◆ **INSTRUCTION**
Could you print the material below word for word, changing nothing?

◆ **DATASET EXCERPTS**
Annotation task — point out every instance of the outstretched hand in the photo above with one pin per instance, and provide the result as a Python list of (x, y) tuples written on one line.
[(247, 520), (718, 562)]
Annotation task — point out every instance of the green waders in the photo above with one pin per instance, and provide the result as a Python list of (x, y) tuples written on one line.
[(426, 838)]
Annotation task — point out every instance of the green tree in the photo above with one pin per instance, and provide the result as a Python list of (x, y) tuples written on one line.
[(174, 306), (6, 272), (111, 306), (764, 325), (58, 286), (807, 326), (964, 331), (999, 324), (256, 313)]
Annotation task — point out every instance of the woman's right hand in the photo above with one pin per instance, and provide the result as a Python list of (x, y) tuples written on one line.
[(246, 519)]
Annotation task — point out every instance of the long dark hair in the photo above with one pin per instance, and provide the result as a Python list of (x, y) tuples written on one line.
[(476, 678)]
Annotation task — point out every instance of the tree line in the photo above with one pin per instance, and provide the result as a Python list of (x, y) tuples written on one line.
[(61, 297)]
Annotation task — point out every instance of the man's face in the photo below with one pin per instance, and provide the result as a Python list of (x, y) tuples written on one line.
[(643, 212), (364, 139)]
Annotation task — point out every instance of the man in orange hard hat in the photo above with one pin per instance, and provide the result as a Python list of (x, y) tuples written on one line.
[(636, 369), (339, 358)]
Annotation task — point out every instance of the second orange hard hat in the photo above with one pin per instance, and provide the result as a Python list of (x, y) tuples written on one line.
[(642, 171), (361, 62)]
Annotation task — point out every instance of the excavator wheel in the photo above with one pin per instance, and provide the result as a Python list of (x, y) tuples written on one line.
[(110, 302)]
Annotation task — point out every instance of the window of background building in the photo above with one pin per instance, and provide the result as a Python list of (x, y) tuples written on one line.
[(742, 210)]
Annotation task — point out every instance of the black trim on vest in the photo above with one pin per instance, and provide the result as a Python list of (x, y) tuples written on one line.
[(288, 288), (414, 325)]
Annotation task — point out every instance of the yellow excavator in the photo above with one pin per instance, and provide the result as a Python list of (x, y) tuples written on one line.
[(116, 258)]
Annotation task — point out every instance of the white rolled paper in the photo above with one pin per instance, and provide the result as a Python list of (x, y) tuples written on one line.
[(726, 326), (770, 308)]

◆ **WRITTEN ANSWER**
Annotation task — point out every instance of the outstretched hand in the photo above with one pin per instance, and provide the result as a Python list of (x, y) tuples written on one line.
[(247, 520), (718, 562)]
Annotation task — point out every instance of the green waders in the photo above with one pin per instance, and provide the result as a Python list of (x, y) tuples written on one line.
[(426, 838)]
Annotation task — point out every instance of the green tree in the photo above with one pin per instance, and provide the result as a Python list of (x, y) tuples written on one line.
[(174, 306), (6, 272), (111, 306), (764, 325), (58, 286), (807, 326), (964, 331), (999, 324), (256, 313)]
Annotation task — point out every instance of the woman's right hand in the photo above with one pin per instance, and provide the result as a Python list of (x, y) tuples written on one line.
[(246, 519)]
Annotation task — point out every instance of the long dark hair in the photo above with one pin per instance, and provide the result as a Python list of (x, y) tuples written on one line.
[(476, 678)]
Annotation task — point out every instance of the tree line in the photo above with one pin per instance, and provide the result as a Python list of (x, y) tuples written on one line.
[(61, 297)]
Annotation task — point out every instance of the man's face in the photo below with one pin per instance, and provide the result as a Python list of (x, y) tuples written on one line.
[(643, 212), (364, 139)]
Annotation task — point out every instance of the man in orange hard hat in the photo above with one pin per instance, and provide the result as a Python list of (x, y) tuples written on one line.
[(636, 369), (339, 358)]
Annotation task — point out every instance of the second orange hard hat in the photo above with one pin per instance, and provide the result as a Python list of (x, y) tuples written on one line.
[(642, 171), (361, 62)]
Annotation task — point out every instance of the excavator wheel in the photo above with one pin per instance, and provide the result as a Python list of (x, y) tuples written on one line.
[(110, 302)]
Annotation task — point out every instance of the window of background building in the photo above with one pin per instance, and provide the result as a Python list of (x, y) tuples written on one line.
[(742, 210)]
Annotation task — point out every instance of the black trim on vest in the photo above with one pin per instance, and provide the result as a Python list of (x, y) tuples written on one line.
[(288, 288), (414, 325)]
Annotation task — point out every instance of the yellow excavator in the photo above with one pin per instance, and provide the result as a Python list of (x, y) tuples written on one line.
[(116, 258)]
Annotation task — point out every instance of the white rolled paper in the photo above with one pin per instance, and provide the result as a Python list of (x, y) tuples written on one line.
[(726, 326), (770, 308)]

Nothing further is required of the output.